Tasks and exercises -
1. In the blended family article, which family ritual does it recommend striving for every night?
2. Rewrite the part of the blended family article starting with "Here are some" and going on through "a busy day.", replacing "stories" with "jokes".

Document extract -
§ §

How to achieve the blended family of your dreams

How to achieve the blended family of your dreams
Families are a beautiful thing. As with all relationships, families have their own unique challenges. When it comes to blending two unique families after a marriage, be prepared for a new set of both bumps and bright spots! The early years can be particularly challenging in a newly blended family; not only are you and your new spouse getting to know each other and nurturing your own relationship, you’re developing relationships with your new stepchildren while ensuring your relationship with your own children remains strong.

Here are some tips as you strive to build a healthy blended family:

  1. Develop family rituals. You are now a new family unit and that means you must start to form your own family rituals. Although everyone is busy, one family ritual to strive for is to sit down to a family dinner each night. This is the perfect time to talk about your day and to share stories. It’s a great way for everyone to reconnect after a busy day.

§ §

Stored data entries

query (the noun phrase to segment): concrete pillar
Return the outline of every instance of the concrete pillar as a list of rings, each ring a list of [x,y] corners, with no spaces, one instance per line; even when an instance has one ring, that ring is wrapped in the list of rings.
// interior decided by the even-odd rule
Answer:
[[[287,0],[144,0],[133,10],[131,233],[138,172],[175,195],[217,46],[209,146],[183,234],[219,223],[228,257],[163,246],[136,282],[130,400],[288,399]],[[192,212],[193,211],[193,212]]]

§ §

Solved problems -
1. Sitting down to a family dinner each night.

2.
Here are some tips as you strive to build a healthy blended family:

  1. Develop family rituals. You are now a new family unit and that means you must start to form your own family rituals. Although everyone is busy, one family ritual to strive for is to sit down to a family dinner each night. This is the perfect time to talk about your day and to share jokes. It’s a great way for everyone to reconnect after a busy day.